- [WHAT YOU NEED TO DO]: Going through the data below, please show each line containing the string "light".

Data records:
────────────────────

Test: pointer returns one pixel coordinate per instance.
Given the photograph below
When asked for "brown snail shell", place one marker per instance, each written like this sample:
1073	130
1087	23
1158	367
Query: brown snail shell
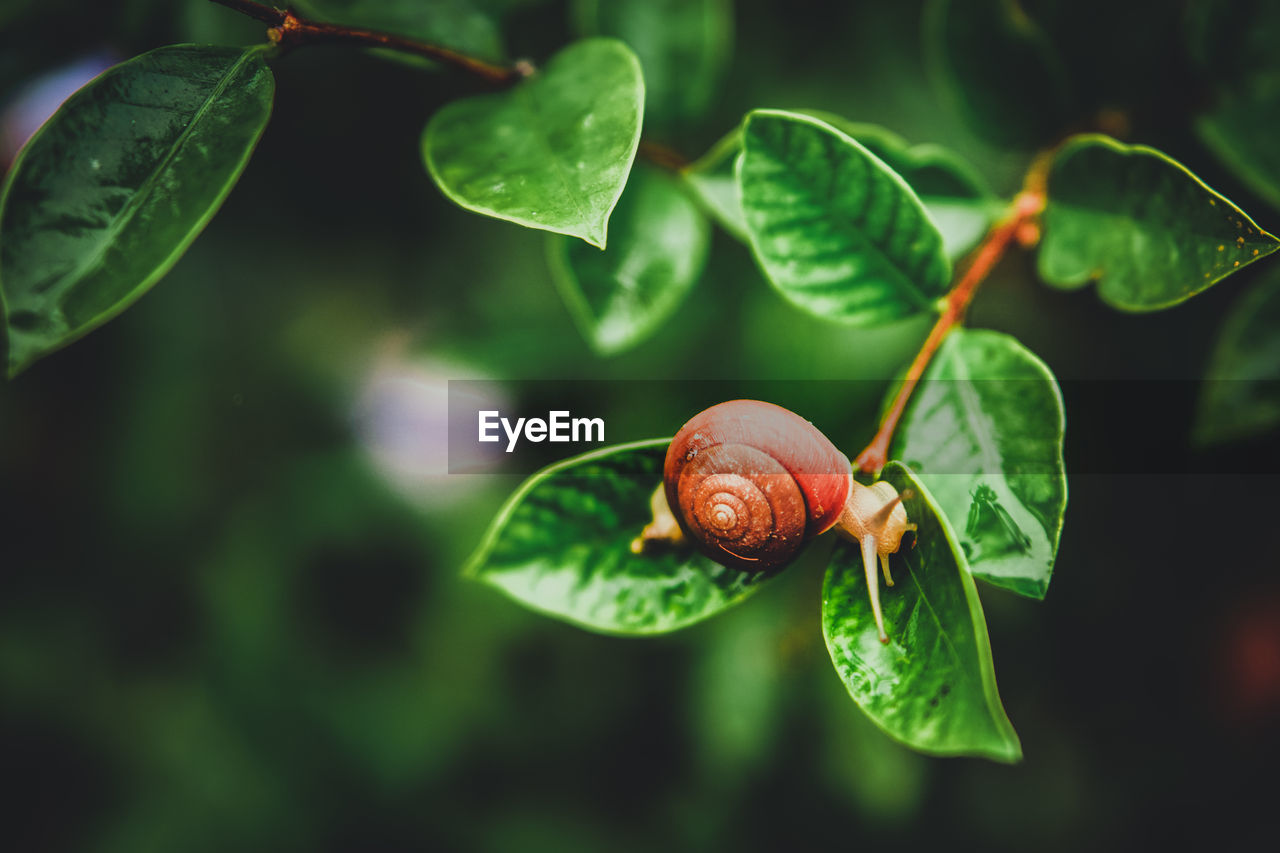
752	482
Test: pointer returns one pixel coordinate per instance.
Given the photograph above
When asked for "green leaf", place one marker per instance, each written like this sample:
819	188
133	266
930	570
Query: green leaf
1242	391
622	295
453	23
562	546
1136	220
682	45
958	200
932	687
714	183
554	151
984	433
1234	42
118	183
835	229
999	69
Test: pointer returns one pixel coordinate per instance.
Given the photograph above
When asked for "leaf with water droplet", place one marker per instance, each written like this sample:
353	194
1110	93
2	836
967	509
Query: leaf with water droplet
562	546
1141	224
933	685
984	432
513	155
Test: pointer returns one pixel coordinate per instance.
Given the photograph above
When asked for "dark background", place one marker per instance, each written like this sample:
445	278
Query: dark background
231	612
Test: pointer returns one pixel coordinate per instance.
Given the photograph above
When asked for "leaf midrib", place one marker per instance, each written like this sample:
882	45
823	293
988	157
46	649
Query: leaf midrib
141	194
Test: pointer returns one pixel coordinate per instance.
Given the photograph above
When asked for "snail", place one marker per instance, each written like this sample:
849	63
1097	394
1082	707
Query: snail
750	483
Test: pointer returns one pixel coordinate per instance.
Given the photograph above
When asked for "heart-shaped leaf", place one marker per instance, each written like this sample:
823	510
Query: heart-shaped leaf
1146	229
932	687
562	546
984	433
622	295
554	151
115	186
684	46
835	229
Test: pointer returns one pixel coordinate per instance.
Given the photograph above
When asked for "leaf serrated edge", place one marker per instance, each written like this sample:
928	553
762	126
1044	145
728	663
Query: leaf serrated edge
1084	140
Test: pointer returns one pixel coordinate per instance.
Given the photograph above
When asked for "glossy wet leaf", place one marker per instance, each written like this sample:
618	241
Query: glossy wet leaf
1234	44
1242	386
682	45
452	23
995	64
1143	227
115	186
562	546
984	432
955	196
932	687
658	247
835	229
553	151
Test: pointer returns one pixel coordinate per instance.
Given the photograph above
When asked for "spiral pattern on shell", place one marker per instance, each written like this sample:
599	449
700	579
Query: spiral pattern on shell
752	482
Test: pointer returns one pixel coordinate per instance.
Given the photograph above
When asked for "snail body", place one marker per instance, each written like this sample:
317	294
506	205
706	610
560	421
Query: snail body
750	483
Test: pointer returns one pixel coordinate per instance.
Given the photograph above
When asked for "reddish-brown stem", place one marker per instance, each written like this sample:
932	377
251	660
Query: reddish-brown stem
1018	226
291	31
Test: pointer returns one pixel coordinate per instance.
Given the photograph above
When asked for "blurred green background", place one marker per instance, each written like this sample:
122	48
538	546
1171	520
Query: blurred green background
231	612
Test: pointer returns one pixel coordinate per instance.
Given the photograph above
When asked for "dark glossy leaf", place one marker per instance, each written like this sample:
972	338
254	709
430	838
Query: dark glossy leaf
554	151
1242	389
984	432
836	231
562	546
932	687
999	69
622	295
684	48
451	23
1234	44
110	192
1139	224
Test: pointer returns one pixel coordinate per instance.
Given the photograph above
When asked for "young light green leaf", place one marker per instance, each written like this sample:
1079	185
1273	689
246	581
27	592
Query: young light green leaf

────────────────────

- [ANSWER SPACE]:
When asked for "young light green leaf", place one marker per instance, each written like this sample:
Query: young light green leaf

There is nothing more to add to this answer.